SHORT PROBLEM » Could you rewrite the lines below as one numbered list that skips blank lines and omits the pictures?
● ● ●
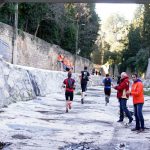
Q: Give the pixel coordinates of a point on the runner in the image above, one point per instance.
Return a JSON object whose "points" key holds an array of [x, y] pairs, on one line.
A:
{"points": [[138, 102], [69, 84], [84, 77], [122, 94], [107, 82]]}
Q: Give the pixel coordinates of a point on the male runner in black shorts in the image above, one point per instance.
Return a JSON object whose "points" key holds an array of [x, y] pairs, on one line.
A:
{"points": [[84, 80]]}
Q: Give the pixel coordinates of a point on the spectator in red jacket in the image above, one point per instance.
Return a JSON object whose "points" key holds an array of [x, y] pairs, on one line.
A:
{"points": [[123, 96], [138, 101]]}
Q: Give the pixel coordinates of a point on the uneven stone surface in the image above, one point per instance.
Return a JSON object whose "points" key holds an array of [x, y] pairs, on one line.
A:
{"points": [[42, 124], [18, 83]]}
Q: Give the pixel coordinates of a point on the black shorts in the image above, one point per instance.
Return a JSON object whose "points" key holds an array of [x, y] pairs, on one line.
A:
{"points": [[84, 87], [69, 96], [107, 91]]}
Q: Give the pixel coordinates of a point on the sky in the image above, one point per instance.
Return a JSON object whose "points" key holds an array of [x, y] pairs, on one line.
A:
{"points": [[105, 10]]}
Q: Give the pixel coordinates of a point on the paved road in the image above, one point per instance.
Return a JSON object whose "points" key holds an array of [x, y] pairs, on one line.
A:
{"points": [[42, 124]]}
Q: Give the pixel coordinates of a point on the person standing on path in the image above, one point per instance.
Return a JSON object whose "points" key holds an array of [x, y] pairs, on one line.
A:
{"points": [[138, 101], [84, 77], [69, 84], [107, 82], [123, 96]]}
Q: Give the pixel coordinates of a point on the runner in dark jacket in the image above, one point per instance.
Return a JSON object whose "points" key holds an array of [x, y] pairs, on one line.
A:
{"points": [[69, 84], [107, 88]]}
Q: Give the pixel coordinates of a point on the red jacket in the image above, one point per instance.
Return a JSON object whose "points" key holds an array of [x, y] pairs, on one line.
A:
{"points": [[137, 92], [122, 88]]}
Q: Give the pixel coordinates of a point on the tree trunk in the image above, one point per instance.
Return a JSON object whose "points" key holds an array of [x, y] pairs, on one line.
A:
{"points": [[35, 34], [26, 27], [1, 3], [15, 34]]}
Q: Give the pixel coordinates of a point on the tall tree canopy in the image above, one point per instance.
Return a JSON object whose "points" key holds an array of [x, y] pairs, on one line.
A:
{"points": [[57, 23]]}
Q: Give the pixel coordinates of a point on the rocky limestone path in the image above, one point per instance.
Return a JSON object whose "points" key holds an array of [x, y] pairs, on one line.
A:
{"points": [[42, 124]]}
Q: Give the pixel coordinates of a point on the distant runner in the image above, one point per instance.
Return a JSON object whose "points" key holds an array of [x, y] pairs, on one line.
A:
{"points": [[69, 84], [107, 82], [84, 80]]}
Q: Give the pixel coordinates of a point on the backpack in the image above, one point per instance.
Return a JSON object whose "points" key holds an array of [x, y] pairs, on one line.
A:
{"points": [[107, 82], [85, 76]]}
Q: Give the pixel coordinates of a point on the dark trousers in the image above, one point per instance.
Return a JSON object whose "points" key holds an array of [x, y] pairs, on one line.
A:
{"points": [[139, 116], [123, 108]]}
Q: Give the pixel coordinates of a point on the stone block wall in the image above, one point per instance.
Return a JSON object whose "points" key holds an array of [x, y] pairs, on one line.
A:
{"points": [[35, 52]]}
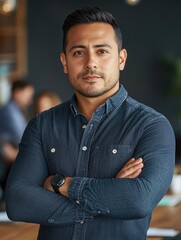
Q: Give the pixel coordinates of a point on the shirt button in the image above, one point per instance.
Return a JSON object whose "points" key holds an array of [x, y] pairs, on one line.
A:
{"points": [[84, 148], [53, 150], [51, 220], [114, 151]]}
● ● ●
TASK ANSWER »
1. Q: Give the pixel coordinates of a point on the runner in the image above, one point per instance.
2. Return a JSON object whose "points" key holds an array of [x, y] pairs, on one line.
3. A:
4. {"points": [[138, 102], [69, 84], [84, 77], [122, 94], [107, 82]]}
5. Q: Give the pixel coordinates of a point on the male runner in black shorts in the image above, one point per instance.
6. Return a JSON object whose "points" key holds an array of [x, y] pairs, on one line.
7. A:
8. {"points": [[84, 80]]}
9. Q: Give the pixel coordinates of a point on the spectator in red jacket in the image above, one point per instance.
10. Return a JSON object whose "points" key holds an array of [x, y] pairs, on one line.
11. A:
12. {"points": [[123, 96], [138, 101]]}
13. Q: Give the pixel coordinates of a point on the uneven stone surface in the image above, one point per instance.
14. Return a JSON object whose "points" key holds an array of [x, y] pairs, on one line.
15. A:
16. {"points": [[42, 124], [18, 83]]}
17. Q: Give the pixel coordinates of a point on the black shorts in the image above, one point per instance.
18. Return a JSON object whose "points" key holds an array of [x, y] pairs, on one line.
19. A:
20. {"points": [[84, 87], [69, 96], [107, 91]]}
21. Q: Give the pixel coordinates of a point on the sky in the image above, one point per instance.
22. Return a JSON object whose "points" key holds an array of [x, y] pairs, on one line.
23. A:
24. {"points": [[105, 10]]}
25. Q: Give the pixel coordinates of a point on the paved road in the image above, one point per instance.
26. Return a JSON object whose "points" key holds an array of [x, y] pairs, on one line.
27. A:
28. {"points": [[42, 124]]}
29. Q: Give the pixel coordinates of a point on the person standing on path in the image above, one point per instance.
30. Return a JSON object whose "points" key holds an array of [x, y] pairs, on one line.
31. A:
32. {"points": [[138, 101], [84, 77], [69, 84], [107, 82], [123, 96]]}
33. Q: Give the pixel coordinates of a point on the runner in dark jacket in the image above, one point per instance.
34. Return a JSON object whose "points" key holds an array of [x, y] pairs, on one line.
35. A:
36. {"points": [[69, 84], [107, 88]]}
37. Q: Give the pixel coordinates of a point on the red jacket in the image above, one point per instance.
38. Return a JSON object whose "points" key holds an array of [x, y] pairs, on one line.
39. A:
40. {"points": [[137, 92], [122, 88]]}
41. Q: Give the pixel coordinates of a point on the tree trunk in the image above, one point per instance.
42. Return a JSON object whose "points" key holds an array of [x, y] pairs, on one line.
43. A:
44. {"points": [[35, 34], [26, 27], [1, 3], [15, 34]]}
45. Q: Give the pixel coordinates of a point on the tall tree canopy in the image above, one point per instance.
46. Return a JSON object whose "points" key holds an array of [x, y] pairs, on one line.
47. A:
48. {"points": [[57, 23]]}
49. Q: Give the pixel coordinates of a point on the rocky limestone path in the image above, one point per instance.
50. Return a JSON object whose "points" key holds an array of [x, y] pairs, on one line.
51. A:
52. {"points": [[42, 124]]}
53. Q: Give the pixel coordinates of a point on the distant runner in the image above, one point per instance.
54. Return a JSON object whose "points" key holds an array of [x, y] pairs, on one line.
55. A:
56. {"points": [[69, 84], [107, 82], [84, 80]]}
57. Q: Give the pixel coordinates of a point on the backpack in the image above, one point per instance.
58. Return a JSON object whose "points" key holds an array of [x, y] pairs, on one line.
59. A:
60. {"points": [[107, 82], [85, 76]]}
61. Q: Give the pixel coordinates of a point on the dark trousers in the image above, one point per instance.
62. Return a JSON object whose "points" key holds an array of [x, y] pairs, on one line.
63. A:
64. {"points": [[139, 116], [123, 108]]}
65. Q: Give the pixel coordinates of a point on the stone block wall in the image above, one point per instance.
66. Return a JSON object whose "points" key holds an array of [x, y] pairs, on one line.
67. A:
68. {"points": [[35, 52]]}
69. Q: Give the pixel coordinates of a point on the shirt button in the image above, one point per instance.
70. Return a JSON object whose "points" key holds an array of [x, y] pairs, on one line.
71. A:
72. {"points": [[84, 148], [53, 150], [51, 220], [114, 151]]}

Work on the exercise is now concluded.